─── DATA EXTRACT
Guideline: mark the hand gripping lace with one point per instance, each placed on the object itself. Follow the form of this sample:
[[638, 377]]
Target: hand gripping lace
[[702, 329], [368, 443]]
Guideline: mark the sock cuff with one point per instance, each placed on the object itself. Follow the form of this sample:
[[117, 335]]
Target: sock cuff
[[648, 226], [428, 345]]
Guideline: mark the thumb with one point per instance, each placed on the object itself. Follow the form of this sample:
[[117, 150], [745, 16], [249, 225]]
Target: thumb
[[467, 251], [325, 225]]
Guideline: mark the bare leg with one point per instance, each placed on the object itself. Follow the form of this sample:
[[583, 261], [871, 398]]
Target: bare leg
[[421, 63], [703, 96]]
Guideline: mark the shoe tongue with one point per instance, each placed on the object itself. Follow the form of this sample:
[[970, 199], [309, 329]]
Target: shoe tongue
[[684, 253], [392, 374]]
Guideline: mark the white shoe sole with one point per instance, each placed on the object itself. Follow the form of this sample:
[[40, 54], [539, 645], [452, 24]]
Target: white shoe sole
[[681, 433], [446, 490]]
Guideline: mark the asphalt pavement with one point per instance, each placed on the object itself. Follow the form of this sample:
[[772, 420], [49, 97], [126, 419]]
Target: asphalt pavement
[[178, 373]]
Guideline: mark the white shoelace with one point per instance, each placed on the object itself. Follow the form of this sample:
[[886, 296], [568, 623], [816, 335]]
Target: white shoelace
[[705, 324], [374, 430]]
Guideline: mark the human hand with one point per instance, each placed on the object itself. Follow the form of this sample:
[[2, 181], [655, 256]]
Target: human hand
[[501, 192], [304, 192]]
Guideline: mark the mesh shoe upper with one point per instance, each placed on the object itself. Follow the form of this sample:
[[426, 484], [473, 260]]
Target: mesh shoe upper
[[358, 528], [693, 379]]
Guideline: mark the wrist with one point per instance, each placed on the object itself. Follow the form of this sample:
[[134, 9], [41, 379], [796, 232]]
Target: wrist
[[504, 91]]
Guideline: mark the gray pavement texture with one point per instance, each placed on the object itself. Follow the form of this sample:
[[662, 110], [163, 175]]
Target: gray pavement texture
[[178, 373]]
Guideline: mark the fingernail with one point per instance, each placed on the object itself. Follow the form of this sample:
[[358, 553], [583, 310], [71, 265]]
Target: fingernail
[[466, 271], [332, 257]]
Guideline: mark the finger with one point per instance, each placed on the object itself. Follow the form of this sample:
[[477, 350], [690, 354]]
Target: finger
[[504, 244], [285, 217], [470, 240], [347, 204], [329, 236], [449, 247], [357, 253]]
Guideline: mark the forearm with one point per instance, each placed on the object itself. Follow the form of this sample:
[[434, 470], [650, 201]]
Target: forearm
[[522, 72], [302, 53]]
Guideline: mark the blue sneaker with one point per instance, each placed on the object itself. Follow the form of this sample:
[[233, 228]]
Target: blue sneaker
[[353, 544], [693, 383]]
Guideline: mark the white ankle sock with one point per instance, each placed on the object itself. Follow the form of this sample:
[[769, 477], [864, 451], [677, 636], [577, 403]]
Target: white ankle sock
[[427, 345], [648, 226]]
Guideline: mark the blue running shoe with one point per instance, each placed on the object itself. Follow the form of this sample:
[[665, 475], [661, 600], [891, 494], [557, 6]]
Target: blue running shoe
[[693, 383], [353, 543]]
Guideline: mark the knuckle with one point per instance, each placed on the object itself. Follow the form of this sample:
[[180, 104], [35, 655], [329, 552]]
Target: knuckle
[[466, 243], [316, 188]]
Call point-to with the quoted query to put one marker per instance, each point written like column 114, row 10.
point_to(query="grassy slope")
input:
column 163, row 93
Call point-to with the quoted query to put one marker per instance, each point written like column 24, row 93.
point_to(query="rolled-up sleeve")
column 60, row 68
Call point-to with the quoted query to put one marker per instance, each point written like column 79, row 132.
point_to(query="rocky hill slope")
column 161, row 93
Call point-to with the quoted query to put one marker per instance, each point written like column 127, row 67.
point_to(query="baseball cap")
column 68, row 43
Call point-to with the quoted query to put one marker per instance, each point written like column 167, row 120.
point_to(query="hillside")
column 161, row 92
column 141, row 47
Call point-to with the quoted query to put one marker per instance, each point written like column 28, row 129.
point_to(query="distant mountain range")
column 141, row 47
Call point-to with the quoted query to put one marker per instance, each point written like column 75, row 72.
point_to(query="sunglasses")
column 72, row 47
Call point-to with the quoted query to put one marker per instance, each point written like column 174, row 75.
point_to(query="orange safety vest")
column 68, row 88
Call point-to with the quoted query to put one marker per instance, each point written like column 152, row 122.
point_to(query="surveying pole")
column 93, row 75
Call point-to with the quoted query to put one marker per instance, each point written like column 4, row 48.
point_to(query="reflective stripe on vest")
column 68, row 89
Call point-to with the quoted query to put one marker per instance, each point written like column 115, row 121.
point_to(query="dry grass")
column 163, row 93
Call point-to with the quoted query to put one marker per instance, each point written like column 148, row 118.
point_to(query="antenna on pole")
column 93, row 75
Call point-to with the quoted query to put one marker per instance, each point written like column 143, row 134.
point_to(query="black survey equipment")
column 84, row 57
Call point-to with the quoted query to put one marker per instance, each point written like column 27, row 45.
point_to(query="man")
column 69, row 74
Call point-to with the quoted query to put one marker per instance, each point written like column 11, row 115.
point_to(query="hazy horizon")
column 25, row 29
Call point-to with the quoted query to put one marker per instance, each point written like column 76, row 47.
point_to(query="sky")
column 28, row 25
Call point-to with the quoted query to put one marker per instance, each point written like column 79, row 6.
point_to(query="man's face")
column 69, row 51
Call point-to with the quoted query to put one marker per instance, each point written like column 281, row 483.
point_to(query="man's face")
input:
──────
# [WORK INSTRUCTIONS]
Write the listing out again so that nothing in it differs from the original.

# [THE ANSWER]
Guideline: mark the hand gripping lace with one point per instance, each placed on the object itself. Follow the form of this sample:
[[638, 377]]
Target: hand gripping lace
[[702, 329], [368, 443]]
Guideline: mark the sock cuff with one point per instance, each placed on the object itself. Follow the form of this sample:
[[117, 335]]
Target: sock cuff
[[648, 226], [428, 345]]
Guideline: mark the thumb with one point per instance, each placed on the object itself. Follow the form of this sample:
[[117, 150], [745, 16], [249, 225]]
Target: thumb
[[467, 251], [325, 225]]
Guideline: mark the bare leg with one point per instance, each placed on the object itself. Follow the form of this sample:
[[583, 261], [871, 398]]
Target: bare leg
[[421, 63], [703, 96]]
Guideline: mark the shoe tongue with one point per instance, each placed on the object itself. Follow the form of this sample:
[[970, 199], [309, 329]]
Target: shoe tongue
[[684, 253], [392, 374]]
Guideline: mark the white shoe sole with one point per instance, each placed on the object itself. Follow the form of this sample:
[[40, 54], [539, 645], [452, 24]]
Target: white shoe sole
[[681, 433], [446, 490]]
Guideline: mark the asphalt pavement with one point per instance, each placed on the object itself. Follow the form of this sample:
[[772, 420], [49, 97], [126, 419]]
Target: asphalt pavement
[[178, 373]]
Guideline: mark the white shoelace with one point per instance, each placed on the object itself. Follow the form of this sample:
[[886, 296], [568, 623], [816, 335]]
Target: white shoelace
[[705, 324], [374, 430]]
Guideline: mark the human hand with one point per instance, each placed on the object itself. Follow the form of this sample:
[[2, 181], [655, 256]]
Target: human hand
[[501, 192], [304, 192]]
Guideline: mark the mesh shoe upper with one point per instance, each placed on the object itself. Follow the form of this sample:
[[426, 484], [473, 260]]
Target: mesh shoe upper
[[358, 528], [693, 379]]
Guideline: mark the wrist with one point per instance, each placed on the object itself. Follow the form of this sample:
[[134, 9], [41, 379], [796, 232]]
Target: wrist
[[504, 91]]
Guideline: mark the gray pavement texture with one point per instance, each placed on the object itself. Follow the form of this sample:
[[662, 110], [163, 175]]
Target: gray pavement texture
[[178, 373]]
Guideline: mark the fingernail with one point per instance, each placed on the object itself. Follow the form of this sample:
[[358, 553], [583, 310], [71, 265]]
Target: fingernail
[[466, 271], [332, 257]]
Guideline: mark the finger with one point per instance, each placed on the object itself. Follow the form of this sample:
[[477, 350], [690, 354]]
Target: finger
[[504, 244], [285, 217], [470, 240], [347, 204], [329, 236], [449, 247], [357, 253]]
Guideline: mark the forearm with one point per instance, each placed on the object itself. Follow the form of this sample:
[[434, 470], [650, 201]]
Target: forearm
[[522, 72], [302, 53]]
Guideline: mark the blue sneaker with one point per instance, each placed on the object itself. Follow the form of this sample:
[[233, 228]]
Target: blue sneaker
[[353, 544], [693, 383]]
Guideline: mark the white ankle sock with one point per instance, each placed on the object itself. Follow the form of this sample:
[[769, 477], [864, 451], [677, 636], [577, 403]]
Target: white ankle sock
[[427, 345], [648, 226]]
Guideline: mark the blue running shoe with one point per instance, each placed on the object itself. Follow the form of this sample:
[[665, 475], [661, 600], [891, 494], [557, 6]]
Target: blue running shoe
[[693, 383], [353, 543]]
Guideline: mark the knuckle with one point per instance, each placed on the object itself. Follow the form of this sample:
[[180, 104], [35, 655], [329, 552]]
Target: knuckle
[[466, 243], [316, 188]]
Call point-to with the quoted query to put one marker per instance, each point written like column 114, row 10.
point_to(query="grassy slope")
input:
column 163, row 93
Call point-to with the quoted query to put one marker per instance, each point written like column 24, row 93.
point_to(query="rolled-up sleeve")
column 60, row 68
Call point-to with the quoted query to put one marker per instance, each point written like column 79, row 132.
point_to(query="rocky hill slope")
column 161, row 93
Call point-to with the quoted query to put one marker per instance, each point written like column 127, row 67.
point_to(query="baseball cap")
column 68, row 43
Call point-to with the quoted query to put one marker per instance, each point written like column 167, row 120.
point_to(query="hillside")
column 161, row 92
column 141, row 47
Call point-to with the quoted query to put one marker per instance, each point written like column 28, row 129.
point_to(query="distant mountain range")
column 141, row 47
Call point-to with the quoted query to put one marker per instance, each point written like column 75, row 72.
point_to(query="sunglasses")
column 72, row 47
Call point-to with the quoted query to put one marker per instance, each point written like column 174, row 75.
point_to(query="orange safety vest")
column 68, row 88
Call point-to with the quoted query to put one marker per instance, each point written like column 152, row 122.
point_to(query="surveying pole")
column 93, row 75
Call point-to with the quoted query to put one marker per instance, each point written like column 4, row 48.
point_to(query="reflective stripe on vest")
column 68, row 89
Call point-to with the quoted query to put one marker per instance, each point written like column 115, row 121.
point_to(query="dry grass")
column 163, row 93
Call point-to with the quoted query to put one marker per instance, each point written like column 148, row 118.
point_to(query="antenna on pole")
column 93, row 75
Call point-to with the quoted query to put one marker per instance, each point written like column 143, row 134.
point_to(query="black survey equipment")
column 84, row 57
Call point-to with the quoted query to put one marker per instance, each point written like column 27, row 45.
point_to(query="man")
column 69, row 74
Call point-to with the quoted query to put one marker per instance, each point written like column 11, row 115.
point_to(query="hazy horizon")
column 25, row 29
Call point-to with the quoted query to put one marker per instance, each point written like column 76, row 47.
point_to(query="sky")
column 28, row 25
Call point-to with the quoted query to put one marker per instance, each point written like column 79, row 6.
point_to(query="man's face")
column 69, row 51
Call point-to with the quoted query to put one marker per instance, each point written like column 281, row 483.
point_to(query="man's face")
input:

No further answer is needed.